Extracted text.
Bill 21 all too familiar with Nazi Germany

The Editor,


I am saddened and distraught with the news of a fine teacher losing her position due to a fascist law.


Yes. That word. Fascist. A word that echoes through time from another place, from a cold and dark period of human history.


The words I will write may shock some of you, and perhaps in some cases will change the way we interact in our lovely village, but you see, if we do not openly talk about what’s happening, we are, as the saying goes, doomed to repeat it.


My family is refugees, from a county once called East Germany. We escaped from the communists governing us, as life there was untenable. Despite being enemies of the Canadian people at the time, we were given a chance to start a new and peaceful life here.


But before all that, my family members were in the armed services of the German army, controlled by the National Socialist Workers Party, that fooled the German people to take up arms in the vilest of fashions — that of arms against fellow German citizens that were “not German enough” and then on to envelope the world in war.


Yes. The Nazi government.


It all started just like Quebec’s Bill 21. Early in the government running, Germany led by Hitler’s NSDAP (the correct term for what we call Nazis) with … one of the first acts that were passed into law: … The Law for the Reformation of the Professional Civil Service, [enacted on] April 7, 1933.


That law forbade “non-Aryans,” particularly Jews and communists from being in the civil service, notably as teachers, judges, and doctors. Anyone else not considered “ German enough” was also fired.


To myself and my family, this does sound all too familiar. Just like our present Bill 21 removes good people from civil service jobs, the Nazi act of 1933 did exactly the same.

My family was participants and witnesses to some of the darkest chapters of human history. And it all started just like Bill 21.


We know where this path can lead. We cannot change what came before; however we can atone in some small way to the past by shining light on the darkness of misguided nationalism.

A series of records
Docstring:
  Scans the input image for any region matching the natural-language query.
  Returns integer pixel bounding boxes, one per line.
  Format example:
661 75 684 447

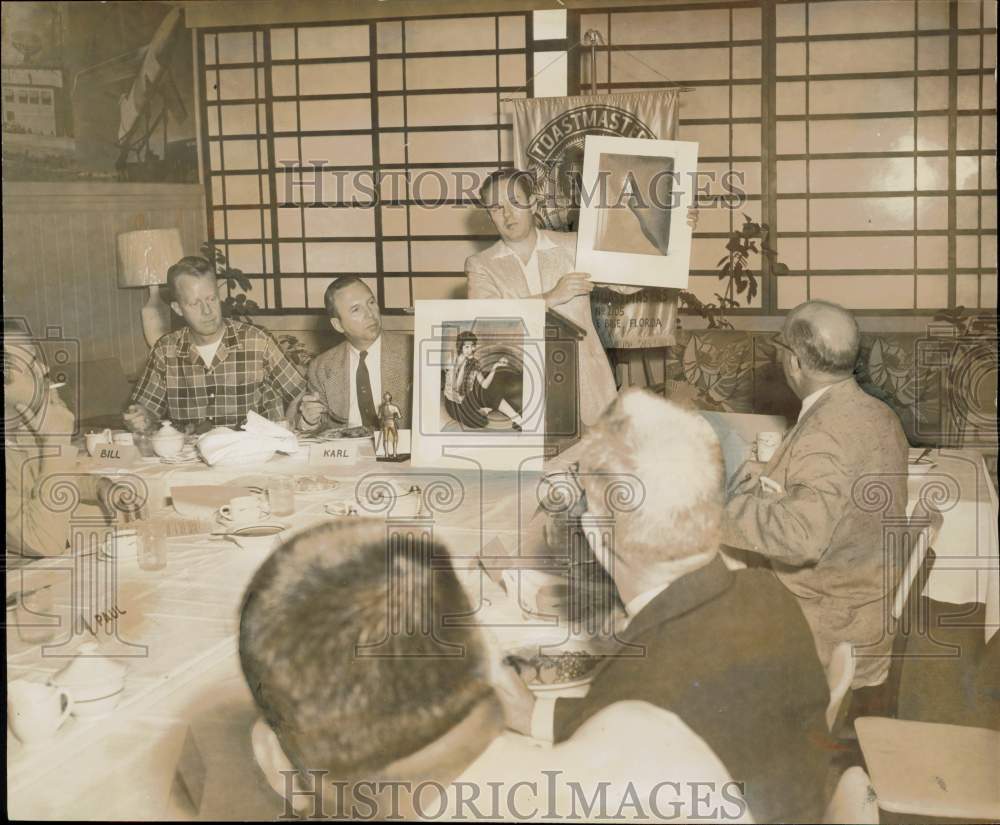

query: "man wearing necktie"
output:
288 275 413 432
722 301 907 689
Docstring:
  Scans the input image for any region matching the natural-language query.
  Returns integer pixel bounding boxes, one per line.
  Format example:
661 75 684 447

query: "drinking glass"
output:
267 476 295 516
16 587 59 644
136 520 167 570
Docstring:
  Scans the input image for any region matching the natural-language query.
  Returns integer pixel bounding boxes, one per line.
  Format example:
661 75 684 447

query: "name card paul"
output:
309 438 371 467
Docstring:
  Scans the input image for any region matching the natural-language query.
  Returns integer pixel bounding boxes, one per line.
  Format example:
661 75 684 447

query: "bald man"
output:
722 301 907 688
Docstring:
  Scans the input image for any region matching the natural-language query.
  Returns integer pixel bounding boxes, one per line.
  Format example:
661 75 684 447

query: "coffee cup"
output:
757 432 781 463
7 679 73 745
225 524 288 552
219 496 271 524
84 430 112 457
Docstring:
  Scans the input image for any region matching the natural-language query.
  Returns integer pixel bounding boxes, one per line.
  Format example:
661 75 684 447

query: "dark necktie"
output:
355 350 378 429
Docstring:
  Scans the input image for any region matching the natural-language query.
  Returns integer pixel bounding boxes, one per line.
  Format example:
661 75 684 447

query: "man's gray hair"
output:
580 390 725 562
783 301 861 375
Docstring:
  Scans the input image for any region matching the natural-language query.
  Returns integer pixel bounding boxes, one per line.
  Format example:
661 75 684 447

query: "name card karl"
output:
309 438 366 467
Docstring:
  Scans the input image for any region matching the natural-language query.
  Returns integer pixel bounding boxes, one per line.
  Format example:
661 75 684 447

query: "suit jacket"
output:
288 332 413 429
554 557 830 822
465 229 618 425
722 378 908 687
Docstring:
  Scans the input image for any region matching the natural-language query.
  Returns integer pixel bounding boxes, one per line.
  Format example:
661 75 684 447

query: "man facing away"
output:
288 275 413 432
502 390 829 822
239 519 749 822
722 301 908 688
125 256 305 431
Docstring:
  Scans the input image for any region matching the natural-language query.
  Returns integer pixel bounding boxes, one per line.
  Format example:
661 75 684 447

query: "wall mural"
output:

Exercise directions. Extract the passage of the letter on Bill 21 starting at "My family was" and ending at "of misguided nationalism.". Work only from the letter on Bill 21.

Exercise output.
My family was participants and witnesses to some of the darkest chapters of human history. And it all started just like Bill 21.


We know where this path can lead. We cannot change what came before; however we can atone in some small way to the past by shining light on the darkness of misguided nationalism.